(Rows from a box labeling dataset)
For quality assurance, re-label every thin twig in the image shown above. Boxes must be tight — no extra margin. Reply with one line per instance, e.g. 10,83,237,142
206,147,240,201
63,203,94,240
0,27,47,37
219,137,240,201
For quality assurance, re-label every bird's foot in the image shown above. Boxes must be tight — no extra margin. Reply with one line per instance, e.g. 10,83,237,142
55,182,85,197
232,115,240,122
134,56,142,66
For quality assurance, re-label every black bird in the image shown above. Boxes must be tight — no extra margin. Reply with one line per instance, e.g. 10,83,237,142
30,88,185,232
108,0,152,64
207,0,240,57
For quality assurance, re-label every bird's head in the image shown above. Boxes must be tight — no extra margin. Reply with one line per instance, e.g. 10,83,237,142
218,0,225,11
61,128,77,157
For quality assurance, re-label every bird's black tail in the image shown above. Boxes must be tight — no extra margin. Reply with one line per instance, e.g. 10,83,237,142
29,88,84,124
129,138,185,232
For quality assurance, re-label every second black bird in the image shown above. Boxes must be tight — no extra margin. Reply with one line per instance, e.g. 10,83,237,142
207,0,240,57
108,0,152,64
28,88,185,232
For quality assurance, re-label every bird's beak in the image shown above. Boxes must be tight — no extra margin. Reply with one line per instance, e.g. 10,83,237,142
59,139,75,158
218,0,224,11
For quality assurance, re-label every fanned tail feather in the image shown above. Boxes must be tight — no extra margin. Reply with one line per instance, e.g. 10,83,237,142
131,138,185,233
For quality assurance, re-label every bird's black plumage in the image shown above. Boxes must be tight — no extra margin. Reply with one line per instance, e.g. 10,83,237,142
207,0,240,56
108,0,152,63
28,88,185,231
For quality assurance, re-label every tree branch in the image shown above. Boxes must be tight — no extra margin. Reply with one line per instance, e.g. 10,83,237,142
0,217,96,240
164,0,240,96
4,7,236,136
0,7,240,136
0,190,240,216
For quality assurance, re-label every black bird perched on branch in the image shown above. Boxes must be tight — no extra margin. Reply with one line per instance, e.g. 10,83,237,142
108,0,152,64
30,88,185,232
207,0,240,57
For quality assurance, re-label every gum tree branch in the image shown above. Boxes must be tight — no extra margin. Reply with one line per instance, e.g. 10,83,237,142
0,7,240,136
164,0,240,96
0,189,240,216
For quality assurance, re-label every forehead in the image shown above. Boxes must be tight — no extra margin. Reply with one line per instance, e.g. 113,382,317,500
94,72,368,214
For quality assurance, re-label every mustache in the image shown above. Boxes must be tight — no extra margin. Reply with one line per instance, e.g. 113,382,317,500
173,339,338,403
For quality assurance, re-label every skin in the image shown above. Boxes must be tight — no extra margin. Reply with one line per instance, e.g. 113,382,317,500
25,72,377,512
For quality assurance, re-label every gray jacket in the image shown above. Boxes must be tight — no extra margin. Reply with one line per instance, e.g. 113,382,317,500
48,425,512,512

▸ DESCRIPTION OF THE TASK
Rewrite the data above as a JSON list of strings with one string per line, and leave out any blank lines.

▸ OUTPUT OF THE EXERCISE
[
  "For quality assurance, re-label every thin twig in the image shown above. Boxes must be tight — no extra margin. Reply with one line per instance, e.g. 10,83,237,142",
  "206,147,240,201",
  "63,203,94,240",
  "0,27,47,37",
  "219,137,240,201",
  "For quality assurance, re-label every bird's foot in the image shown above. Boxes must be tight — no extra margin. Reply with one line per instance, e.g. 10,83,237,142",
  "55,182,85,197",
  "232,115,240,122",
  "134,56,142,66",
  "For quality assurance, re-label every black bird in the image shown above. Boxes must be tight — no extra margin. Reply with one line per instance, e.g. 10,83,237,142",
  "30,88,185,232",
  "108,0,152,64",
  "207,0,240,57",
  "For quality assurance, re-label every bird's head in the image shown above. Boxes must be tight — no extra margin. Reply with one line per instance, e.g. 10,83,237,142",
  "218,0,225,11",
  "61,128,77,157",
  "For quality assurance, re-label every bird's black tail in the image shown above. Boxes must be tight — no extra margin. Reply with one line per instance, e.g. 10,83,237,142",
  "29,88,84,124",
  "129,138,185,232",
  "For quality assurance, re-label every second black bird in the image shown above. Boxes must be tight — no extra margin. Reply with one line per instance, e.g. 10,83,237,142",
  "207,0,240,57",
  "108,0,152,64",
  "28,88,185,232",
  "For quality assurance, re-label every bird's beak in the image shown above. Boxes must be tight — no extra margin. Reply with one line per instance, e.g. 10,83,237,142",
  "59,139,75,158",
  "218,0,224,11",
  "For quality assurance, re-label every fanned tail feather in the image shown above. Boxes must be tight — no extra margin. Reply with one line per instance, e.g. 10,83,237,142",
  "131,138,185,233",
  "For quality assurance, re-label every bird's black plumage in the image shown above. Boxes must be tight — no extra margin. Reply with one line per instance, e.g. 10,83,237,142",
  "207,0,240,56",
  "108,0,152,63",
  "28,88,185,231",
  "For quality assurance, re-label every tree branch in the image shown above. Boxes must be tight — no extra margin. Reply with one line per instance, e.g. 10,83,237,142",
  "0,217,96,240",
  "164,0,240,96",
  "4,7,236,136",
  "0,7,240,136",
  "0,190,240,216",
  "For quality assurance, re-label every black bird perched on branch in the image shown above. Boxes must be tight — no extra margin. Reply with one line per instance, e.g. 10,83,237,142",
  "108,0,152,64",
  "30,88,185,232",
  "207,0,240,57",
  "For quality assurance, re-label every gum tree branch in the image shown above. Boxes must be tight — no extra margin. Reply with one line per instance, e.g. 10,83,237,142",
  "0,7,240,136",
  "164,0,240,96",
  "0,189,240,216",
  "For quality assurance, re-label every forehead in the image shown above. Boxes must be tight — no extra margin. Reply with one line per instance, e.g. 113,382,317,500",
  "94,72,368,214",
  "For quality assurance, re-label every mustache in the image shown above. Boxes must be tight — no extra margin. Reply with one line per instance, e.g. 113,382,317,500",
  "173,339,338,403",
  "For quality assurance, re-label every skin in the image shown above. Boxes must be tight — no extra margin. Reply with one line per instance, e.g. 113,382,317,500",
  "25,72,377,512",
  "For quality assurance, re-label every gray jacket in the image shown above. Boxes must be tight — no extra margin. Reply with one line per instance, e.g. 113,382,317,500",
  "48,425,512,512"
]